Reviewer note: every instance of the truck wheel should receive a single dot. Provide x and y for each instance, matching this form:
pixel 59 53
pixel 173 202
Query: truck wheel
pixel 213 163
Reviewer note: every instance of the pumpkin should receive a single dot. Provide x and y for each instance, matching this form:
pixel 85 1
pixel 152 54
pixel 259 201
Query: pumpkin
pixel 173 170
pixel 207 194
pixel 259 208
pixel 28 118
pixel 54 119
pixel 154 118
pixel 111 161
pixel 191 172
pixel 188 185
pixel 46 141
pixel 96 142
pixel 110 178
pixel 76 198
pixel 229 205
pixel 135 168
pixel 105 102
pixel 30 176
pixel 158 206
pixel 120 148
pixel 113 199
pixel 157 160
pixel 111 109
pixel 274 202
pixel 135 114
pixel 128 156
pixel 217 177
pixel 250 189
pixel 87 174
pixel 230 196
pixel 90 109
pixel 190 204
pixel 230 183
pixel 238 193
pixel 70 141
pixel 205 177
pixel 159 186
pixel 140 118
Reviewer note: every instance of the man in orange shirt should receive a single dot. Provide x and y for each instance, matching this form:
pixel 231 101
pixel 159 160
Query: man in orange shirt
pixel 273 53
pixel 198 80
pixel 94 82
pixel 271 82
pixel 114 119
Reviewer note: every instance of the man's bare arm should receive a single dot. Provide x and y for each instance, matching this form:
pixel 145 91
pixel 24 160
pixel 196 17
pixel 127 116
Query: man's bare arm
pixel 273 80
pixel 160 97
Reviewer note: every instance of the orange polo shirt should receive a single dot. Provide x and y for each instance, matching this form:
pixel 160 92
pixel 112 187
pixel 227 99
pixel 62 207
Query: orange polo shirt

======

| What to work on |
Copy each line of the data exactly, leaving nothing out.

| Problem solution |
Reviewer note: every instance of the truck wheel should receive a single dot. Provide x and y for each instance, matching this form:
pixel 59 53
pixel 173 202
Query: truck wheel
pixel 213 163
Reviewer note: every instance of the pumpkin should receive a single dot. Provide x and y for each instance, matching this form:
pixel 85 1
pixel 152 54
pixel 259 201
Query: pumpkin
pixel 173 170
pixel 207 194
pixel 259 208
pixel 28 118
pixel 54 119
pixel 154 118
pixel 111 161
pixel 191 172
pixel 188 185
pixel 46 141
pixel 96 142
pixel 110 178
pixel 76 198
pixel 229 205
pixel 135 168
pixel 105 102
pixel 30 176
pixel 158 206
pixel 120 148
pixel 113 199
pixel 157 160
pixel 111 109
pixel 274 202
pixel 135 114
pixel 128 156
pixel 217 177
pixel 250 189
pixel 87 174
pixel 230 196
pixel 90 109
pixel 190 204
pixel 230 183
pixel 238 193
pixel 70 141
pixel 205 177
pixel 159 186
pixel 140 118
Reviewer note: every instance of the man in orange shirt should receive a single dot. Provide x and y for each instance, matching this form:
pixel 231 101
pixel 159 160
Query: man in orange shirt
pixel 273 53
pixel 198 80
pixel 94 82
pixel 271 82
pixel 114 119
Reviewer note: every instance of the man's bare arm should receive a single dot. Provide x and y for each instance, matching this form:
pixel 145 91
pixel 24 160
pixel 196 17
pixel 127 116
Query: man's bare arm
pixel 273 80
pixel 160 97
Reviewer note: every instance of the orange polo shirt should receive a single dot. Provide x and y for each instance, matching this form:
pixel 160 92
pixel 112 187
pixel 227 99
pixel 62 207
Query: orange polo shirt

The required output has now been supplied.